[TASK SET]
(1) In the higher education article, which country overtook the United States in student interest when the US fell to 4th position?
(2) In the higher education article, rewrite the passage starting at "It is representative" and ending at "the US doesn’t’.", swapping "pandemic" for "COVID-19 outbreak".

[EXCERPT TO READ]
- - - - - - -

Higher education: Before and after the outbreak
A new report from Studyportals gives insights into the lasting shifts brought on by the global pandemic by tracking changes in student interest between 2018 and 2021.
This analysis is based on real-time student interest that is being collected on Studyportals websites and measured as pageviews.
It is representative of a global audience of tens of millions of prospective international students looking for English aught programs.
Shifts in destination countries
Over the last 4 years, the biggest players in the education market in terms of student interest have remained in the leading positions. The United States however lost two positions falling to 4th position and making space for Canada. Even before the pandemic we saw a decline in student interest for the US During the Trump administration, unwelcoming visa policies and anti-immigration rhetoric put a dampener on demand for US programmes.
According to Margaret Cook, Senior Vice President at Studyportals, ‘The decline of international students to the US is not a temporary change but a trend. Canada makes it very easy to stay in Canada to work, and the US doesn’t’.
Australia’s relative decline accelerated, likely caused by tight COVID-19 restrictions and border closures in Australia.

- - - - - - -

[LISTED RECORDS]
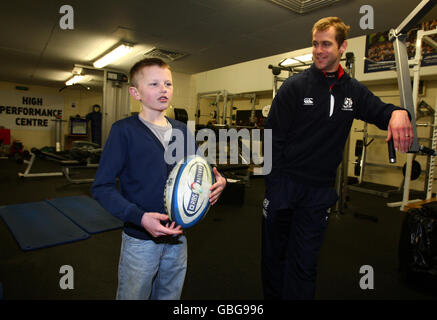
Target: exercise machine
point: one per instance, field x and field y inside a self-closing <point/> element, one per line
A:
<point x="408" y="99"/>
<point x="83" y="155"/>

- - - - - - -

[ANSWERS IN ORDER]
(1) Canada

(2)
It is representative of a global audience of tens of millions of prospective international students looking for English aught programs.
Shifts in destination countries
Over the last 4 years, the biggest players in the education market in terms of student interest have remained in the leading positions. The United States however lost two positions falling to 4th position and making space for Canada. Even before the COVID-19 outbreak we saw a decline in student interest for the US During the Trump administration, unwelcoming visa policies and anti-immigration rhetoric put a dampener on demand for US programmes.
According to Margaret Cook, Senior Vice President at Studyportals, ‘The decline of international students to the US is not a temporary change but a trend. Canada makes it very easy to stay in Canada to work, and the US doesn’t’.